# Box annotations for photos
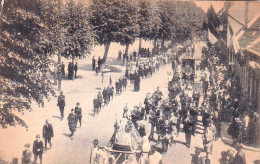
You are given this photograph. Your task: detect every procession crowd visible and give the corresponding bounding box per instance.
[91,42,259,164]
[17,41,259,164]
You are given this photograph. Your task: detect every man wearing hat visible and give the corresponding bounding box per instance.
[42,120,54,149]
[33,134,43,164]
[183,112,192,148]
[97,91,103,111]
[75,102,82,127]
[22,144,32,164]
[234,144,246,164]
[57,91,65,119]
[68,109,77,139]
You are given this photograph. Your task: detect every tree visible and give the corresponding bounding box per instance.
[61,0,95,78]
[173,1,204,40]
[89,0,120,62]
[41,0,64,90]
[158,0,204,48]
[158,0,177,49]
[138,0,153,51]
[0,0,55,128]
[89,0,139,62]
[119,0,139,56]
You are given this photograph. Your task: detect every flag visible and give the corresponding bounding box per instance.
[1,0,5,8]
[208,28,218,44]
[201,16,209,31]
[232,34,240,54]
[227,25,232,47]
[207,5,220,37]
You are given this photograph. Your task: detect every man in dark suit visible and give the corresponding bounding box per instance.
[92,56,96,71]
[42,120,54,149]
[234,144,246,164]
[74,62,78,78]
[33,135,43,164]
[57,91,65,119]
[75,102,82,127]
[22,144,32,164]
[183,112,192,148]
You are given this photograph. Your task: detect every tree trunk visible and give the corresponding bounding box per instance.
[123,43,129,64]
[138,38,142,54]
[161,39,164,50]
[152,39,157,56]
[0,4,4,39]
[103,42,111,64]
[58,54,61,91]
[71,55,74,80]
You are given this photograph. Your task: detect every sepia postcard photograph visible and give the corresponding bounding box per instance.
[0,0,260,164]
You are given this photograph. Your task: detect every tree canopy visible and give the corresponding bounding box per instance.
[0,0,54,128]
[61,0,94,60]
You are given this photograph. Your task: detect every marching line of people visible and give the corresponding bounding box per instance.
[93,55,167,116]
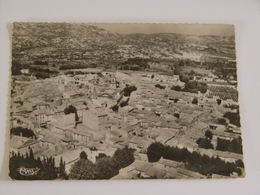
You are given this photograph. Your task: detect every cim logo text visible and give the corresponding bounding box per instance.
[17,167,40,176]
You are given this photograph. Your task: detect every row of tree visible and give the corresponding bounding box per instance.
[147,142,243,176]
[9,149,67,180]
[10,127,36,138]
[69,147,134,180]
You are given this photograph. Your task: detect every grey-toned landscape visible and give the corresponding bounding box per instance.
[9,22,245,180]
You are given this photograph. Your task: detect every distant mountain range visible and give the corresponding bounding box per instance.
[12,23,235,63]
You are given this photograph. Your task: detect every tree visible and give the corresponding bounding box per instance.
[224,111,240,127]
[64,105,79,121]
[69,159,95,180]
[58,157,68,179]
[11,127,36,138]
[190,70,196,75]
[113,147,134,168]
[191,97,199,104]
[79,151,88,160]
[216,99,222,105]
[205,130,213,140]
[147,142,164,162]
[196,138,214,149]
[180,74,190,83]
[12,61,22,75]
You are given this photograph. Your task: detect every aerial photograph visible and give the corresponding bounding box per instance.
[8,22,245,180]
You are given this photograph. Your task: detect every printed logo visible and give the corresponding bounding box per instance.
[17,167,41,176]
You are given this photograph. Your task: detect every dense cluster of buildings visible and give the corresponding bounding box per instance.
[10,67,242,179]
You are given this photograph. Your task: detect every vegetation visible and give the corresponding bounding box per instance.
[11,61,22,75]
[120,58,149,71]
[208,86,238,102]
[216,136,243,154]
[191,97,199,104]
[64,105,79,121]
[183,80,208,93]
[205,130,213,140]
[11,127,36,138]
[147,142,241,176]
[9,149,66,180]
[69,147,134,180]
[223,110,240,127]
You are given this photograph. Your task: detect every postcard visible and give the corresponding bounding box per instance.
[9,22,245,180]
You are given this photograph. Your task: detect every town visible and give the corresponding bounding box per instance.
[10,23,244,180]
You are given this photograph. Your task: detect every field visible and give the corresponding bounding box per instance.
[208,86,238,102]
[180,66,212,75]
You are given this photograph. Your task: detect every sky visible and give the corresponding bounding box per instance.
[92,23,235,36]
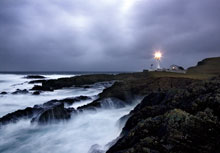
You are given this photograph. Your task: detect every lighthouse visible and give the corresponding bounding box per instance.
[154,51,162,69]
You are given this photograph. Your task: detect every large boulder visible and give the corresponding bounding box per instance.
[0,100,76,125]
[107,80,220,153]
[32,101,73,124]
[25,75,46,79]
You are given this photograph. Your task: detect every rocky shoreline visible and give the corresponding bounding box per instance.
[0,58,220,153]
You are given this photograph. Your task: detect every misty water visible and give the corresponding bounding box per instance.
[0,74,138,153]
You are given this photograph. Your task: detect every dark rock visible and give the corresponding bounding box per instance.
[12,89,28,94]
[0,107,39,125]
[59,96,91,105]
[32,91,40,95]
[107,80,220,153]
[25,75,45,79]
[0,100,76,125]
[28,80,46,84]
[31,85,53,91]
[0,91,7,95]
[31,101,72,124]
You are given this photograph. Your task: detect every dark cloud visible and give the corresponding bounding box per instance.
[0,0,220,71]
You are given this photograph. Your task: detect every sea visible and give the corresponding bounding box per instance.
[0,72,140,153]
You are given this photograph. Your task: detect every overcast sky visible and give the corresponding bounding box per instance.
[0,0,220,71]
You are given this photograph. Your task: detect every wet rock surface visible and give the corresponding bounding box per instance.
[0,97,79,125]
[31,101,74,124]
[28,80,46,84]
[25,75,46,79]
[0,91,8,95]
[12,89,29,95]
[107,79,220,153]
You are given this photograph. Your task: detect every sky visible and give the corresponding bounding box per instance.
[0,0,220,71]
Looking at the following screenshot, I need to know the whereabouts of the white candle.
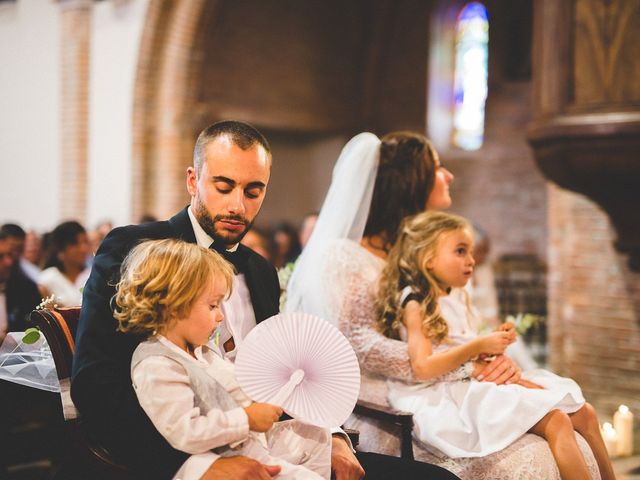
[613,405,633,457]
[602,422,618,457]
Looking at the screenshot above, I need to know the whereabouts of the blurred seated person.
[298,212,318,249]
[271,222,300,268]
[467,225,538,371]
[38,221,90,307]
[0,223,40,282]
[468,224,500,327]
[0,230,41,343]
[240,226,274,262]
[20,230,42,282]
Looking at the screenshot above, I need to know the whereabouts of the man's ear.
[187,166,198,197]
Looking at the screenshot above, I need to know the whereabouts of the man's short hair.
[193,120,271,176]
[0,223,27,240]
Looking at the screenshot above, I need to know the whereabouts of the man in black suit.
[71,121,455,480]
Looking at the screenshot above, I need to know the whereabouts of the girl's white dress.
[388,289,585,458]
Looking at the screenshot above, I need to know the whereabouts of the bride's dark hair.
[363,131,436,251]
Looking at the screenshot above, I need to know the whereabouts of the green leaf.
[22,327,40,345]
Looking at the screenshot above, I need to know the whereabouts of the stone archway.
[132,0,217,218]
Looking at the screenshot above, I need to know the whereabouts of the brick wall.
[60,0,91,222]
[441,82,547,261]
[548,186,640,436]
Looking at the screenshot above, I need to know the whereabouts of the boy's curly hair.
[114,239,234,336]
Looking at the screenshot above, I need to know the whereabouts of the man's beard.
[193,199,253,246]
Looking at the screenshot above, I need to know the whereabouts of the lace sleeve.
[339,266,473,384]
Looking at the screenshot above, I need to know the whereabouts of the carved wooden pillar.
[529,0,640,271]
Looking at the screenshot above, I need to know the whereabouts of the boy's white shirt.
[131,336,251,480]
[144,206,355,480]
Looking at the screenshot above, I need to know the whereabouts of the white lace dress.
[388,289,584,458]
[328,240,600,480]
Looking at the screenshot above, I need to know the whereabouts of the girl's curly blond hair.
[114,239,234,336]
[376,212,473,343]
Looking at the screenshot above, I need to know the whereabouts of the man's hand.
[244,402,282,432]
[201,456,280,480]
[331,435,364,480]
[474,355,522,385]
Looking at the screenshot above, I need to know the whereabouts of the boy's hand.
[244,403,282,432]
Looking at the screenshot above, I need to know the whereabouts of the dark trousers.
[356,452,459,480]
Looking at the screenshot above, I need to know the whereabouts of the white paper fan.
[235,312,360,427]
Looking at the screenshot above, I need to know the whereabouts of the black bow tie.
[209,242,249,273]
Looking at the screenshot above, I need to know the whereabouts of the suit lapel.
[169,207,197,243]
[238,245,277,323]
[169,207,278,323]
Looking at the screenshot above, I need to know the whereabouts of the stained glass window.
[453,2,489,150]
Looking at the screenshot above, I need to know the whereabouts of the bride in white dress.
[285,132,600,480]
[377,212,614,480]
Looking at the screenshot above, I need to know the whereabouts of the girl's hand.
[478,331,516,355]
[244,403,282,432]
[496,322,516,334]
[473,355,522,385]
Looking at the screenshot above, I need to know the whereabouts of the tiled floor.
[613,455,640,480]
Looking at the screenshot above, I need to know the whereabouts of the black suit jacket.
[71,208,280,480]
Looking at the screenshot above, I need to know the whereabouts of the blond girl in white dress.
[377,212,615,480]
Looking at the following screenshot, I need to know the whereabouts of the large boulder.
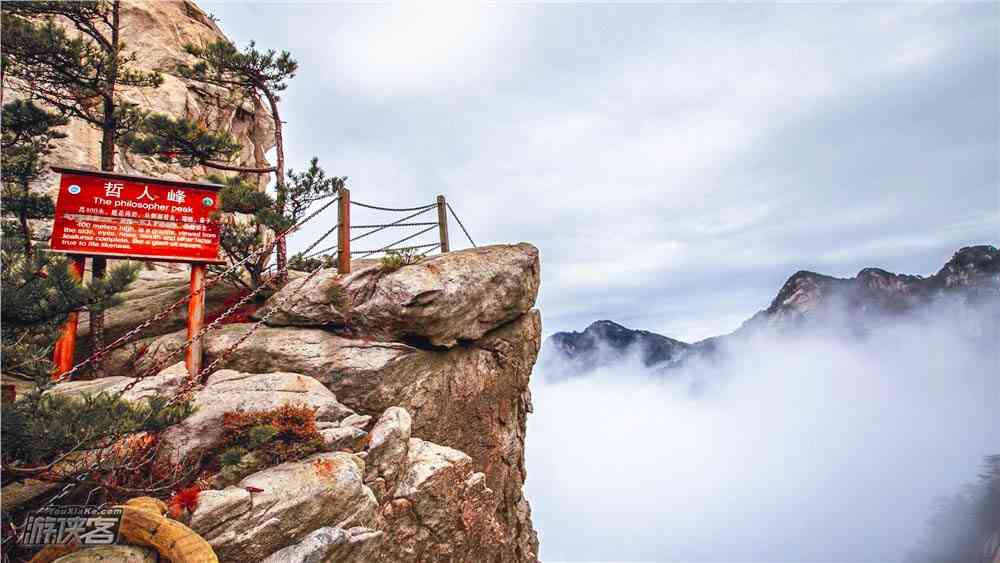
[52,545,159,563]
[160,369,354,464]
[191,452,378,561]
[262,526,383,563]
[130,311,541,561]
[365,407,413,500]
[115,323,417,382]
[373,438,508,562]
[260,243,539,347]
[46,362,188,401]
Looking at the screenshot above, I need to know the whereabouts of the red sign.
[51,168,222,262]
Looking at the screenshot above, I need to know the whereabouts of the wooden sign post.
[50,167,224,378]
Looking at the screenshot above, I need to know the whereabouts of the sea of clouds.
[526,303,1000,562]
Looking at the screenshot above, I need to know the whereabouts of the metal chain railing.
[351,200,437,212]
[47,192,476,385]
[53,197,339,383]
[445,203,478,248]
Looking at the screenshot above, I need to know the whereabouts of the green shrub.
[246,424,278,450]
[382,248,424,272]
[2,389,194,465]
[219,446,247,467]
[326,280,347,312]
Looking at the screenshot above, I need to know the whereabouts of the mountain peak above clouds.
[542,245,1000,373]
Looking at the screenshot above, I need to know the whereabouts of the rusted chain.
[445,202,478,248]
[193,260,332,381]
[351,242,441,256]
[351,204,437,242]
[351,223,437,258]
[351,200,437,212]
[351,222,437,229]
[53,196,339,383]
[420,242,441,258]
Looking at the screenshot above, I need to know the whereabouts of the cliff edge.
[48,243,541,562]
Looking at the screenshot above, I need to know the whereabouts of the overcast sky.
[207,2,1000,340]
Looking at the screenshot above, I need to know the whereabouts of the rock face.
[129,311,541,561]
[67,244,541,562]
[53,545,159,563]
[4,0,274,206]
[191,452,378,561]
[160,364,354,464]
[260,243,539,347]
[375,438,505,562]
[43,244,541,563]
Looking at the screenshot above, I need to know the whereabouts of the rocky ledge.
[50,243,541,562]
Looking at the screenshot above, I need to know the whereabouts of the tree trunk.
[90,0,121,377]
[261,88,288,284]
[17,197,33,258]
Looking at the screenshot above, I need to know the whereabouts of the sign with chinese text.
[50,168,221,262]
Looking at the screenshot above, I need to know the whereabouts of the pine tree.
[0,100,69,256]
[177,40,298,280]
[0,0,163,371]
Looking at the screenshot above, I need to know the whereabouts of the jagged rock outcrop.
[4,0,274,203]
[191,452,378,561]
[375,438,505,563]
[261,243,539,347]
[58,244,541,562]
[263,526,382,563]
[52,545,158,563]
[365,407,413,501]
[154,369,354,464]
[127,311,541,561]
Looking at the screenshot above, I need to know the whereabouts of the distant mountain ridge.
[542,245,1000,371]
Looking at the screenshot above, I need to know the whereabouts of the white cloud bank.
[527,308,1000,562]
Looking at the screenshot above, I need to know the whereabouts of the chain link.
[351,200,437,212]
[445,202,478,248]
[53,196,340,383]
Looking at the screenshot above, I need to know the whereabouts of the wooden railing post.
[52,254,86,379]
[438,195,450,254]
[337,188,351,274]
[184,262,205,377]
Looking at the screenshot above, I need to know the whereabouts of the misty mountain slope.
[541,320,691,376]
[737,245,1000,332]
[526,246,1000,563]
[542,245,1000,375]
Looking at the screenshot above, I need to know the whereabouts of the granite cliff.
[39,247,541,562]
[3,0,274,238]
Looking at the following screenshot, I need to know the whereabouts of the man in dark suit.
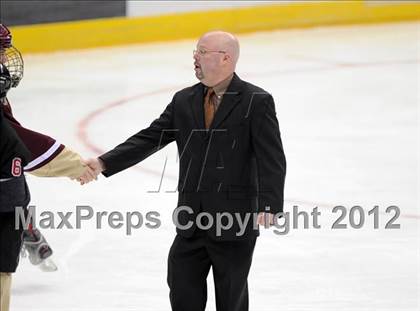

# Problem to solve
Please count the lines in the records above that contain the string "tree", treating uppercase and lowercase as different. Give only the number.

# Answer below
7